● Available records
━━━━━━━━━━━━━━━━━━━━━━━━━━━━━━

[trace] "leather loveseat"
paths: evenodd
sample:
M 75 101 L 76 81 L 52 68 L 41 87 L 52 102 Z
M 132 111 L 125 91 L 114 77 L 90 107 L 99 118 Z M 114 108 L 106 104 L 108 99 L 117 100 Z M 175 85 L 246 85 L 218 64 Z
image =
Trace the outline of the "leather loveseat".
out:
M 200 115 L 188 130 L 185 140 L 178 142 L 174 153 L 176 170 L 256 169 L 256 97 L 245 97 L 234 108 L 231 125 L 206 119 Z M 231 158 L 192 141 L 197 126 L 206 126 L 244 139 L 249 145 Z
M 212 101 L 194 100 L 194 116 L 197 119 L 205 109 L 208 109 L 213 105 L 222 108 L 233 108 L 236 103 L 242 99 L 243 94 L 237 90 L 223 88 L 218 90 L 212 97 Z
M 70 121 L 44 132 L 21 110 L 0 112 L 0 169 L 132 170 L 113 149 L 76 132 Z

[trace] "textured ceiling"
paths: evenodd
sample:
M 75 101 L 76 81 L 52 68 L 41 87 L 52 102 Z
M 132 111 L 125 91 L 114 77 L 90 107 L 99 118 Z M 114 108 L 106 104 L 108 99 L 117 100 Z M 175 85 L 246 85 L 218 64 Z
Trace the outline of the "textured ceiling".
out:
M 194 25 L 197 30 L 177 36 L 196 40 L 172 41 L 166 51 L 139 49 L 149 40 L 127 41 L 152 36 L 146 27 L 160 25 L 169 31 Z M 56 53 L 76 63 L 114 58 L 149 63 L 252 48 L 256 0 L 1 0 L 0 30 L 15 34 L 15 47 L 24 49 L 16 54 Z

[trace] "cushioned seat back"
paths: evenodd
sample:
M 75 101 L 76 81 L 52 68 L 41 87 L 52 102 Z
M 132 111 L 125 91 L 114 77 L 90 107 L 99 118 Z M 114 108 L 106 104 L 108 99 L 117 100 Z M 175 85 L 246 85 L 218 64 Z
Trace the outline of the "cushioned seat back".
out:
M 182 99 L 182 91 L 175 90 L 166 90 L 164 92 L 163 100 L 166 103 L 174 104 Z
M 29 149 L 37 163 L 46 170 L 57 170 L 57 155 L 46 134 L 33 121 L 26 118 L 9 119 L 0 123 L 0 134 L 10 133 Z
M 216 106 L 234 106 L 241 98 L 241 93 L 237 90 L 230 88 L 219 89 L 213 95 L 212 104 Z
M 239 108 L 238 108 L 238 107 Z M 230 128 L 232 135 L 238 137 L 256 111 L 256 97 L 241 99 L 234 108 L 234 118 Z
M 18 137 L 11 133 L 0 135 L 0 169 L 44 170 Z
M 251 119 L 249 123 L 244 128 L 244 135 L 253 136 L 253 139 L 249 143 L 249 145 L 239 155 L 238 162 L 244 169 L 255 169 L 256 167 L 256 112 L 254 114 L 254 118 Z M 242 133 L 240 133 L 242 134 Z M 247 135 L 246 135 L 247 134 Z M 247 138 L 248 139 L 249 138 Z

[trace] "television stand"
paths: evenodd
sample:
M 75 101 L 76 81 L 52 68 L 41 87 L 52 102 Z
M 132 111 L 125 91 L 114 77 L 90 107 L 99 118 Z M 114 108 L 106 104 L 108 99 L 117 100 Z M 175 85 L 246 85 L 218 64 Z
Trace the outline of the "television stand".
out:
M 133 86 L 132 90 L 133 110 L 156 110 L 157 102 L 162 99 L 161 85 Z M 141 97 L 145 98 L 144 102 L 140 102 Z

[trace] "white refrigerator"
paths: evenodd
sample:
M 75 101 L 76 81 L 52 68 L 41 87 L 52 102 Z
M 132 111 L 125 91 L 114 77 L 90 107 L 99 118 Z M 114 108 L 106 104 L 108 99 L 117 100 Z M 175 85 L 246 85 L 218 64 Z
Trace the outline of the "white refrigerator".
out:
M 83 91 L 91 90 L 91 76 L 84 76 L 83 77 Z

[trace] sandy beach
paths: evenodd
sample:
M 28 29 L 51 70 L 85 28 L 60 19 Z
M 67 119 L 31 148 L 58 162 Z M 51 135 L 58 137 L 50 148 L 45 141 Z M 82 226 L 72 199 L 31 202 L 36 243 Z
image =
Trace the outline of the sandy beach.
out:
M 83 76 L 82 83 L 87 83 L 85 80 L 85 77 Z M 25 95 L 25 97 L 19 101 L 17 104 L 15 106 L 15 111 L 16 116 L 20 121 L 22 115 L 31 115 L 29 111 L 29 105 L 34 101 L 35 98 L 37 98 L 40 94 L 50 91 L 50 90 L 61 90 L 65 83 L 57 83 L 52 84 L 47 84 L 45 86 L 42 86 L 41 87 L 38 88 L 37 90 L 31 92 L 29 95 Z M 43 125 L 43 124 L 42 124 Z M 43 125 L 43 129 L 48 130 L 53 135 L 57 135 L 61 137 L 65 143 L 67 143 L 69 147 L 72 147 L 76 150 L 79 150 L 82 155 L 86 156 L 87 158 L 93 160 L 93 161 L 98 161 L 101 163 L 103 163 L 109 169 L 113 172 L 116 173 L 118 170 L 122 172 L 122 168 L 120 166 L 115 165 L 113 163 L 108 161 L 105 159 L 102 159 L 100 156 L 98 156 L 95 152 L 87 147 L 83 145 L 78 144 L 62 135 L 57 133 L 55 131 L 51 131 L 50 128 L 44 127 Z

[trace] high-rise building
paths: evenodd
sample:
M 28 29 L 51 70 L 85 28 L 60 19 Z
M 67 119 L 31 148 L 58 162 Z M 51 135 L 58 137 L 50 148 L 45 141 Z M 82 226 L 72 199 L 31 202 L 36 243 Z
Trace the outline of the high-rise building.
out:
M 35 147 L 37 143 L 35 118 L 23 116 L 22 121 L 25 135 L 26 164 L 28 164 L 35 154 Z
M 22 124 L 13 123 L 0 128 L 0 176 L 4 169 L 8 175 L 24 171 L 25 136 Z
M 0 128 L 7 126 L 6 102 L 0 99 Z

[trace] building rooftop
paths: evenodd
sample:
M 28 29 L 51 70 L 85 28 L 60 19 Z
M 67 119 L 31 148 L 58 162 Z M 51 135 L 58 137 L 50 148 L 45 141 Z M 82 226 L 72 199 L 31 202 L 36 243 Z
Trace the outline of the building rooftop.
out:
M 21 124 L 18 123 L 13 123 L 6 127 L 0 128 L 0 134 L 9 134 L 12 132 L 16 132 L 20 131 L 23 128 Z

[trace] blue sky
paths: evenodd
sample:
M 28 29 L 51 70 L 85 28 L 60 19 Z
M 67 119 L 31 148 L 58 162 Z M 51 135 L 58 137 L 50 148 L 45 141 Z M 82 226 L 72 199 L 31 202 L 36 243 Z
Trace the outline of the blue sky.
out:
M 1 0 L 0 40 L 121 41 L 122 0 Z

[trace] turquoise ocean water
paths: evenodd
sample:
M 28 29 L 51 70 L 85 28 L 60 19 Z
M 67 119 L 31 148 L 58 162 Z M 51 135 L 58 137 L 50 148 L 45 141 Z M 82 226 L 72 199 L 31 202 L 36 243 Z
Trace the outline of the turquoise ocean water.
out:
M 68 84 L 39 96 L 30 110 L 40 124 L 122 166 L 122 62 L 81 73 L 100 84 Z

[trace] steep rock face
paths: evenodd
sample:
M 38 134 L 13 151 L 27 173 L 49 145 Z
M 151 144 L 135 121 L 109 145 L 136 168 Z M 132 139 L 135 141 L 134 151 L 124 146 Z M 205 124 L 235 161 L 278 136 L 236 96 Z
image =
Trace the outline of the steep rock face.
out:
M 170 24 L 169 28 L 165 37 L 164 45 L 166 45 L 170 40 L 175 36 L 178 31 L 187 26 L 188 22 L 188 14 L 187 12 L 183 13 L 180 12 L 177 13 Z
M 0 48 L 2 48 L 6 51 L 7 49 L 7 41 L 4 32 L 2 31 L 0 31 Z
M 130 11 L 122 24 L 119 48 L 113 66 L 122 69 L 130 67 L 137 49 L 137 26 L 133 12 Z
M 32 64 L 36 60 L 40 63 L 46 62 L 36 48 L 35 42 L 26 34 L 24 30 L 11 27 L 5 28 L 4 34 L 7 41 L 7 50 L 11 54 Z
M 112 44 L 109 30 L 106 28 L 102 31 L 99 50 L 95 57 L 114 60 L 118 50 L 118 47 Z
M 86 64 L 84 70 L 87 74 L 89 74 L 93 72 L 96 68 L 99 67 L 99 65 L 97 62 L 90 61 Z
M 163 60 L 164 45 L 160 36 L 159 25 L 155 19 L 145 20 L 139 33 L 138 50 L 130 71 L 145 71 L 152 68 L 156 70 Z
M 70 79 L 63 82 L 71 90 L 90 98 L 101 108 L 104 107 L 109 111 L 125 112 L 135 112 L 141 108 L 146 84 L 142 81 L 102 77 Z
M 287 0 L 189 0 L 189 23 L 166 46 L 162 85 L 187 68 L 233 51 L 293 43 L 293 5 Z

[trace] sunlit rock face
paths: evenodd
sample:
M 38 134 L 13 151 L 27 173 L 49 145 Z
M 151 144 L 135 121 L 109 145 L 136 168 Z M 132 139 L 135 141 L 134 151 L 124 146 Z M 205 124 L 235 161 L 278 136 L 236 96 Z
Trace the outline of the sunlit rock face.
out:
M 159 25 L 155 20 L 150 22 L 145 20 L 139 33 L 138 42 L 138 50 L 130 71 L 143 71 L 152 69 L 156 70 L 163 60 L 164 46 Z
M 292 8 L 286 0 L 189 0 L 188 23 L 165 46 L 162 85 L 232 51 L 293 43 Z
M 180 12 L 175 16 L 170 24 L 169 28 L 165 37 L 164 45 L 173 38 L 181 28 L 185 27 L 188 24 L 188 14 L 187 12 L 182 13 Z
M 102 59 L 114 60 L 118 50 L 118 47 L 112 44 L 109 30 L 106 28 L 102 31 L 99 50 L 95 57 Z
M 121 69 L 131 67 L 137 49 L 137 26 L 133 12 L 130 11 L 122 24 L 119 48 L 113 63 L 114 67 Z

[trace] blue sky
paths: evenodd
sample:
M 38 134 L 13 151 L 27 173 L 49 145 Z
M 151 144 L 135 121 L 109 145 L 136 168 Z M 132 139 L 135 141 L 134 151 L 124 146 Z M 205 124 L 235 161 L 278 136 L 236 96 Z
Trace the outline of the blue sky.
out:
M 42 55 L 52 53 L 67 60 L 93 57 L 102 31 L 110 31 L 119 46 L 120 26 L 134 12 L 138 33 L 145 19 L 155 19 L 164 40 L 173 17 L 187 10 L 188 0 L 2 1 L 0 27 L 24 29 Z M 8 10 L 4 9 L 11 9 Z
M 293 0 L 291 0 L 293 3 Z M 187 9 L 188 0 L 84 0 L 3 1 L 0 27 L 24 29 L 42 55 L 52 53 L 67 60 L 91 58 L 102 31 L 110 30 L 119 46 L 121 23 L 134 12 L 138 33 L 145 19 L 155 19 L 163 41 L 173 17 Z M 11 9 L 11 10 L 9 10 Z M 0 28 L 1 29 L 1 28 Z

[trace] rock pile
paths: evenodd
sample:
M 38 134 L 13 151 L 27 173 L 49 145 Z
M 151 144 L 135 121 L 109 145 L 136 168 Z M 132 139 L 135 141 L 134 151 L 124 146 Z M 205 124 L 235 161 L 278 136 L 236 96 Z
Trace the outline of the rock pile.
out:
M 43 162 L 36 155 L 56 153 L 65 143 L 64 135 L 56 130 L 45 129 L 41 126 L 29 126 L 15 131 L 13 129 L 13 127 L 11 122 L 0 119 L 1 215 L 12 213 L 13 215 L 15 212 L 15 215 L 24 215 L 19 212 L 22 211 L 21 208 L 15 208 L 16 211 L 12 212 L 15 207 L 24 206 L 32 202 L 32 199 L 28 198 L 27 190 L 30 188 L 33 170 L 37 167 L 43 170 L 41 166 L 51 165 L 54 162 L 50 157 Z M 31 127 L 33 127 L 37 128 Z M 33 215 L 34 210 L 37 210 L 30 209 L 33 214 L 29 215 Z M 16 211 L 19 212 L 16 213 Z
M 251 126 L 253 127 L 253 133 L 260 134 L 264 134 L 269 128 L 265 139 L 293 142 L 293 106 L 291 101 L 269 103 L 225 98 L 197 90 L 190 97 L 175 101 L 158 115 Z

━━━━━━━━━━━━━━━━━━━━━━━━━━━━━━

● Challenge
Can you write out again every line from the line with "[trace] steep rock face" to the line with "M 32 64 L 36", both included, and shift each answer outline by adding 145 to every coordinate, while keeping the requests and their sample paths unchanged?

● Answer to the task
[trace] steep rock face
paths: evenodd
sample:
M 38 134 L 13 151 L 27 173 L 49 145 Z
M 151 144 L 135 121 L 109 145 L 136 168 Z M 132 139 L 135 141 L 134 151 L 124 146 Z M 205 124 L 235 161 L 278 136 L 236 96 Z
image =
Trace the outline of the steep rock face.
out:
M 315 169 L 314 173 L 310 182 L 309 190 L 311 190 L 315 185 L 320 181 L 323 176 L 332 171 L 333 167 L 333 159 L 332 157 L 328 158 L 325 157 L 322 158 Z
M 145 193 L 147 193 L 151 196 L 152 194 L 152 186 L 149 177 L 147 176 L 145 176 Z
M 275 156 L 267 169 L 264 193 L 258 211 L 267 214 L 275 212 L 282 194 L 282 171 L 278 157 Z
M 177 209 L 181 205 L 185 208 L 191 207 L 181 193 L 180 187 L 171 179 L 169 175 L 156 172 L 150 173 L 149 179 L 152 186 L 152 195 L 156 199 Z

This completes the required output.